[Referring expression data]
=== Section Start ===
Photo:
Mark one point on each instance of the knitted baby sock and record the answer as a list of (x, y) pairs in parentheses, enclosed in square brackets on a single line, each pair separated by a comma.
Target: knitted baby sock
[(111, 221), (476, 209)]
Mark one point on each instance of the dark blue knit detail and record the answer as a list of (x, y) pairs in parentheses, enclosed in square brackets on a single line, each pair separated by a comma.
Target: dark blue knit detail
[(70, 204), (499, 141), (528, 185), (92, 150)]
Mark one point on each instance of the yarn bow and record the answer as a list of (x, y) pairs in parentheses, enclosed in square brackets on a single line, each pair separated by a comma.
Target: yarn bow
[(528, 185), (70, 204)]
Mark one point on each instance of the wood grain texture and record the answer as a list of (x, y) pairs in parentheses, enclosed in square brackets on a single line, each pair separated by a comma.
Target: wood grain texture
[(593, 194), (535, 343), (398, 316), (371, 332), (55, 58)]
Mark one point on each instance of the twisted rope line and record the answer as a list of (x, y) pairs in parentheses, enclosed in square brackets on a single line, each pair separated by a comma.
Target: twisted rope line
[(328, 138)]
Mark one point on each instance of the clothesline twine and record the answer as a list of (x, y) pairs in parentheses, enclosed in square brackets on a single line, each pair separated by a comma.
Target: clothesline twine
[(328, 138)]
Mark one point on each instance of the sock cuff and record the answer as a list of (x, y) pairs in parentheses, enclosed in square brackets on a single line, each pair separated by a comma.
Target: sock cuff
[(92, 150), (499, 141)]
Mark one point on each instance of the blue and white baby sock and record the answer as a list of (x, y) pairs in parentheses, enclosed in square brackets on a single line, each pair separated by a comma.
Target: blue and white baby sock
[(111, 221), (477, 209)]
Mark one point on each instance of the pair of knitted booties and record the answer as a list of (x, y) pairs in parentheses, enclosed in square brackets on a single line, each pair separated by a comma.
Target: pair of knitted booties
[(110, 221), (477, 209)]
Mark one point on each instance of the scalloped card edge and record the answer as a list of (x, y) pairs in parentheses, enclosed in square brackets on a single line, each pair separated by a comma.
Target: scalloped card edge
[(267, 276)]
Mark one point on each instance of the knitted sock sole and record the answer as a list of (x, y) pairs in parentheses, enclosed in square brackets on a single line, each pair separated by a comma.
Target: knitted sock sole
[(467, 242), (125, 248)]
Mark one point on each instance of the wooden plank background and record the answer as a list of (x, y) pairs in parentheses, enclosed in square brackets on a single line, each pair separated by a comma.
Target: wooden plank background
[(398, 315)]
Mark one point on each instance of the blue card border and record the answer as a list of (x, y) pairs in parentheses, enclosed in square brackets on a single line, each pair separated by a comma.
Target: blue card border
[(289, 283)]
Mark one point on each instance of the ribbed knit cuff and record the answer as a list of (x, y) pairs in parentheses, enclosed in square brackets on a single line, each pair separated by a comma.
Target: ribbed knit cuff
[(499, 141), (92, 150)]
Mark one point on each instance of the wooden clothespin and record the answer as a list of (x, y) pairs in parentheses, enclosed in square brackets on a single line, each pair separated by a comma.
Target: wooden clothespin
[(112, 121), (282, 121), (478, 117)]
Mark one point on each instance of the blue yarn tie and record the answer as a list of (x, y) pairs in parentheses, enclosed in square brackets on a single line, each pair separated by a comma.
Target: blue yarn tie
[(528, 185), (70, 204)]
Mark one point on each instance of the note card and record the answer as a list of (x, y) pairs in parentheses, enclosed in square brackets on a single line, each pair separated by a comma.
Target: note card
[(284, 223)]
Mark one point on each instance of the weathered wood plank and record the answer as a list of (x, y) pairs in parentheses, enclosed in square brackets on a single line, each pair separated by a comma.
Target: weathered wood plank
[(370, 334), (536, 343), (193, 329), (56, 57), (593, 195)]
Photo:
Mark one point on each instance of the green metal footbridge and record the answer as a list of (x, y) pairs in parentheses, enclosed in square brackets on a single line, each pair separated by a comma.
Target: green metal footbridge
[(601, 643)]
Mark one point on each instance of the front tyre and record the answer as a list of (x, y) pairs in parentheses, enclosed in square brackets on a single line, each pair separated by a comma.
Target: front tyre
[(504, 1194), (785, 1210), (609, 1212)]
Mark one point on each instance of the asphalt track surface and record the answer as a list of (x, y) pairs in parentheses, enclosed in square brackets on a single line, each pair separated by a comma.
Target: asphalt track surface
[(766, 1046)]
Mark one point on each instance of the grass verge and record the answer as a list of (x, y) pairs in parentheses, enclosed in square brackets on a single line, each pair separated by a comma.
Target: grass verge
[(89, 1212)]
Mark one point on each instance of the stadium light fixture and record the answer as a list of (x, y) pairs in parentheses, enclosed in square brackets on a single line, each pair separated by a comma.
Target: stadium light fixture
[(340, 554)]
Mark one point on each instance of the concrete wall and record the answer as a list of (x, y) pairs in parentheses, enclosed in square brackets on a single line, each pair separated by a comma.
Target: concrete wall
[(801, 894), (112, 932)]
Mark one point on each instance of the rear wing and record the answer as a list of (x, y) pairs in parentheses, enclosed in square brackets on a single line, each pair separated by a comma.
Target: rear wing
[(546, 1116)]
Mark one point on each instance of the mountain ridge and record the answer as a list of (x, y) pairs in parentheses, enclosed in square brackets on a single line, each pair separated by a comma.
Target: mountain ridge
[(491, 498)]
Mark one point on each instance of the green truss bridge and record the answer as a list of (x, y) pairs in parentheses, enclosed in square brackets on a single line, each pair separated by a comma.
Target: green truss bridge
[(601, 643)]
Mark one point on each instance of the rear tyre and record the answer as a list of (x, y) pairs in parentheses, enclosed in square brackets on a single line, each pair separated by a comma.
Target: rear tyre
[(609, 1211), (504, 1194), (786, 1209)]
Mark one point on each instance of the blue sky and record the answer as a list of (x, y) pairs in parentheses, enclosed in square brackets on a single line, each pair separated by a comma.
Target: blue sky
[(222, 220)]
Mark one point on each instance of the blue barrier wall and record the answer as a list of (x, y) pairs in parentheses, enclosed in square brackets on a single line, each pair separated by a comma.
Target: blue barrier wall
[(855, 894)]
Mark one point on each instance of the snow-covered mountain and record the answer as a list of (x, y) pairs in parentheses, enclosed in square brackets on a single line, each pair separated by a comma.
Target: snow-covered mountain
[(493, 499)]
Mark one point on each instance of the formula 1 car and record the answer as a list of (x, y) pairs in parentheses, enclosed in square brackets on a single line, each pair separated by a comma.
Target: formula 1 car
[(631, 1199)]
=== Section End ===
**Assigned task**
Nothing in the data should be left out when you retype it exactly.

**Answer section**
Photo:
Mark one point on each instance of the knitted baby sock and record the answer as a list of (x, y) pairs in parentheses, enclosed in square brackets on a single line, each pair separated by a comma.
Target: knitted baby sock
[(111, 221), (476, 209)]
Mark one point on each instance of the dark blue knit detail and record the answer as a list of (x, y) pairs in parentheses, enclosed in square brackets on a single line, each pair separated by a comma.
Target: dark blue knit detail
[(70, 204), (499, 141), (528, 185), (92, 150)]
Mark one point on each instance of the yarn bow and record the answer as a list of (x, y) pairs in parentheses, enclosed in square brackets on a single line, each pair separated by a comma.
Target: yarn bow
[(528, 185), (70, 204)]
Mark one point on each instance of the wood grain texture and record the answer as a list of (x, y) pairs in parentheses, enclosed in square brackets on a single line, each pair separated by a comma.
Target: wood grain texture
[(593, 194), (535, 343), (398, 316), (371, 332), (55, 58)]
Mark one point on each instance of the twisted rope line and record the answer as a list of (x, y) pairs in parentheses, enclosed in square brackets on a single line, each pair separated by a comma.
Target: twisted rope line
[(328, 138)]
Mark one point on each instance of the clothesline twine and record the answer as a list of (x, y) pairs in parentheses, enclosed in square brackets on a single line, each pair separated by a comma.
Target: clothesline twine
[(328, 138)]
Mark one point on each instance of the sock cuff and record the answer as a list of (x, y) pairs in parentheses, enclosed in square brackets on a single line, each pair separated by a comma.
Target: sock cuff
[(92, 150), (499, 141)]
Mark one point on each instance of the blue and white baby sock and record the answer as a list of (x, y) pairs in parentheses, enclosed in square brackets on a single line, each pair separated by a comma.
Target: blue and white baby sock
[(111, 221), (477, 209)]
Mark one point on each instance of the pair of knitted booties and record the answer as a list of (x, y) pairs in parentheses, enclosed in square brackets on a single line, each pair separated by a comma.
Target: pair of knitted booties
[(110, 221), (477, 209)]
Mark one point on each instance of the scalloped card edge and record the answer as a list of (x, y) pairs in parentheses, enclosed in square brackets on a single line, each pair separated by a comma.
Target: scalloped card edge
[(267, 276)]
Mark one point on each instance of the knitted sock sole and record the answer as a list of (x, y) pairs in parentheses, enclosed in square brackets on a single line, each pair separated by a comma.
Target: knitted sock sole
[(467, 242), (125, 248)]
Mark one point on each instance of the wooden plank background and record the answer as a list of (x, y) pairs in parentheses, enclosed in square brackets on a single line, each pair separated by a comma.
Target: wooden plank background
[(398, 315)]
Mark one point on each instance of the blue card border and record the answer as a list of (x, y) pairs in parentheses, enclosed in square brackets on a single line, each pair separated by a comma.
Target: blue card border
[(289, 283)]
Mark one point on each instance of the ribbed knit cuff and record the answer as a list of (x, y) pairs in parentheses, enclosed in square brackets on a single line, each pair separated by a comma.
Target: ribbed knit cuff
[(499, 141), (92, 150)]
Mark one point on each instance of the wooden clothespin and record the answer as a list of (x, y) pairs in parentheses, enclosed in square brackets on a single line, each pair separated by a comma.
Target: wooden clothespin
[(112, 121), (282, 121), (478, 117)]
Mark one point on each instance of the blue yarn tie and record the answer as a list of (x, y) pairs in parentheses, enclosed in square brackets on a single line, each pair separated by a comma.
Target: blue yarn tie
[(528, 185), (70, 204)]
Mark one point on each instance of the note card and record the answer as a list of (x, y) pairs in parentheses, enclosed in square brackets on a single line, each pair separated by a comma.
Target: note card
[(284, 223)]
Mark one point on each instance of the weathered wood plank and record the answer as a list of (x, y) pairs in parentheses, enclosed in square brackets on a single line, each pair separated by a comma.
Target: weathered wood plank
[(370, 334), (536, 343), (193, 329), (56, 57), (593, 195)]
Photo:
Mark one point on each instance of the green metal footbridge and record the answer as a list of (x, y) pairs in parentheses, enclosed in square brackets on a single line, each pair separated by a comma.
Target: green metal footbridge
[(601, 643)]
Mark one point on each instance of the front tyre and record the answer as a list of (x, y) pairs in parentheses, enclosed in square brackets on a single line, each pair separated by a comma.
Target: front tyre
[(504, 1194), (785, 1210), (609, 1212)]
Mark one point on each instance of the asphalt track surface and record the answer as a list of (x, y) pairs in parentheses, enclosed in square brackets on a single line, each pair separated by a comma.
Target: asphalt track surface
[(766, 1046)]
Mark one point on each instance of the grass verge and record the answer as a list of (x, y) pairs in parentheses, enclosed in square brackets on a single line, each pair separated by a comma.
Target: grass verge
[(89, 1212)]
Mark one point on each instance of the stadium light fixture and record the answer as a list of (x, y) pairs in parentheses, enclosed in square brackets on a single line, each pair separated by a comma.
Target: stadium light fixture
[(340, 554)]
Mark one point on each instance of the concrete wall and record the answer as a list of (x, y) pairs in parentheses, enclosed in square brackets on a single line, each pair separated by a comma.
Target: concrete wall
[(801, 894), (112, 932)]
Mark one point on each instance of the rear wing and record the answer as a list of (x, y) pairs in parentheses, enclosed in square brackets on a single line, each pair separated by a comma.
Target: rear wing
[(546, 1116)]
Mark one point on each instance of the mountain ridge and record the answer as a list of (x, y) pairs in parentheses, enclosed in square brackets on a single line, each pair separated by a comma.
Target: mountain ridge
[(491, 498)]
Mark one point on each instance of the green truss bridge and record the answer as a list of (x, y) pairs in parentheses, enclosed in square brackets on a single line, each pair separated by a comma.
Target: green truss bridge
[(601, 643)]
Mark one point on each instance of the rear tyre and record the answer as a list of (x, y) pairs in parentheses, enclosed in square brackets on a single line, each pair separated by a comma.
Target: rear tyre
[(609, 1211), (504, 1194), (786, 1209)]
Mark one point on each instance of the blue sky and record the answer as a list of (x, y) pairs in parentheses, enclosed in square brackets on a single line, each pair separated by a comma.
Target: blue sky
[(222, 220)]
Mark one point on each instance of the blue barrier wall and record the answer as a list of (x, y) pairs in parentheses, enclosed in square brackets on a single line, each pair separated by a comma.
Target: blue barrier wall
[(855, 894)]
Mark one point on each instance of the snow-covered mountain and record the answer as a list of (x, y) pairs in parentheses, enclosed in square brackets on a single line, each pair separated by a comma.
Target: snow-covered mountain
[(493, 499)]
Mark one point on each instance of the formula 1 car and record the answer as a list of (x, y) pairs in parentheses, enclosed in square brackets on a single line, each pair separated by a comma.
Target: formula 1 car
[(631, 1199)]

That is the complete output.